Point-based annotation data
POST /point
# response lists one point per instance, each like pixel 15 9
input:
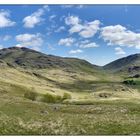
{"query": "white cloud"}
pixel 90 29
pixel 52 17
pixel 87 30
pixel 18 45
pixel 72 20
pixel 5 19
pixel 66 41
pixel 89 45
pixel 119 35
pixel 75 51
pixel 79 6
pixel 1 47
pixel 76 28
pixel 119 51
pixel 61 28
pixel 30 40
pixel 35 18
pixel 7 37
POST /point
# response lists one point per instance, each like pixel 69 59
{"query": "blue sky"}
pixel 97 33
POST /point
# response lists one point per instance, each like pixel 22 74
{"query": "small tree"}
pixel 30 95
pixel 49 98
pixel 66 96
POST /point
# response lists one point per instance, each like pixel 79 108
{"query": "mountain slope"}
pixel 27 58
pixel 129 65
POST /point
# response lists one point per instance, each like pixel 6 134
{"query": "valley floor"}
pixel 25 117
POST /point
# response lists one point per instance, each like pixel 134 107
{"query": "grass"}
pixel 83 112
pixel 100 118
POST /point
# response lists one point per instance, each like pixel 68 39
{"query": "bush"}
pixel 30 95
pixel 49 98
pixel 129 82
pixel 66 96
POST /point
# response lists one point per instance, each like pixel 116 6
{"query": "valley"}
pixel 48 95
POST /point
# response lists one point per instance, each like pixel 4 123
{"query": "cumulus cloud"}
pixel 61 28
pixel 86 30
pixel 66 41
pixel 52 17
pixel 76 28
pixel 79 6
pixel 121 36
pixel 5 37
pixel 1 47
pixel 5 20
pixel 75 51
pixel 72 20
pixel 90 29
pixel 30 40
pixel 35 18
pixel 88 45
pixel 119 51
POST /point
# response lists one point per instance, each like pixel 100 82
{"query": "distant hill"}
pixel 129 65
pixel 28 58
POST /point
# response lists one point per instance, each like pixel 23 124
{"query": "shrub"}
pixel 129 82
pixel 66 96
pixel 48 98
pixel 30 95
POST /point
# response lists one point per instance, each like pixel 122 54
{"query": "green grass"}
pixel 25 117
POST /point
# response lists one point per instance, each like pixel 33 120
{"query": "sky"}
pixel 97 33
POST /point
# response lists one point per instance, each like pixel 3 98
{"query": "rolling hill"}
pixel 100 103
pixel 129 65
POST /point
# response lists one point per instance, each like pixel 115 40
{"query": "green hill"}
pixel 129 65
pixel 48 95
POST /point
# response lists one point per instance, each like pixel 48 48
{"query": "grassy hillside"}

*Exercise*
With the pictures omitted, reproduce the records in full and exactly.

*Finished exercise*
POST /point
# response lists one point per instance, each like pixel 15 9
input:
{"query": "white cloud"}
pixel 90 29
pixel 52 17
pixel 87 30
pixel 18 45
pixel 72 20
pixel 5 19
pixel 66 41
pixel 89 45
pixel 119 35
pixel 75 51
pixel 79 6
pixel 1 47
pixel 76 28
pixel 119 51
pixel 61 28
pixel 30 40
pixel 35 18
pixel 7 37
POST /point
# response lists one point per instance, each like pixel 69 59
{"query": "blue sky"}
pixel 97 33
POST /point
# response lists one point per instance, each like pixel 22 74
{"query": "small tree"}
pixel 30 95
pixel 49 98
pixel 66 96
POST /point
# response lists one point per instance, each like pixel 79 108
{"query": "mountain slope"}
pixel 27 58
pixel 129 65
POST /point
# response lists one point per instance, each like pixel 6 134
{"query": "valley floor"}
pixel 25 117
POST /point
# response lists one point per instance, each like pixel 134 107
{"query": "grass"}
pixel 83 112
pixel 100 118
POST /point
# response lists one point per instance, each like pixel 68 39
{"query": "bush"}
pixel 30 95
pixel 49 98
pixel 129 82
pixel 66 96
POST /point
# response lists one point per instance, each like pixel 116 6
{"query": "valley"}
pixel 48 95
POST /point
# response lists one point per instance, each like pixel 4 123
{"query": "cumulus cloud"}
pixel 61 28
pixel 86 30
pixel 66 41
pixel 52 17
pixel 76 28
pixel 79 6
pixel 121 36
pixel 5 37
pixel 1 47
pixel 5 20
pixel 75 51
pixel 72 20
pixel 90 29
pixel 30 40
pixel 35 18
pixel 88 45
pixel 119 51
POST /point
# response lists one point per instance, each like pixel 100 82
{"query": "distant hill"}
pixel 129 65
pixel 28 58
POST /point
# response lists one point per instance, each like pixel 23 124
{"query": "shrub"}
pixel 129 82
pixel 66 96
pixel 48 98
pixel 30 95
POST /point
# response lists one point per instance, each like pixel 122 54
{"query": "green grass"}
pixel 25 117
POST /point
# response lists one point per instance, each like pixel 33 120
{"query": "sky"}
pixel 97 33
POST /point
# response lists one point per instance, each like pixel 3 98
{"query": "rolling hill"}
pixel 100 103
pixel 129 65
POST /point
# response lists one point per instance, each like pixel 115 40
{"query": "green hill"}
pixel 129 65
pixel 48 95
POST /point
# response lists one point per instance, each like pixel 48 48
{"query": "grassy hillside"}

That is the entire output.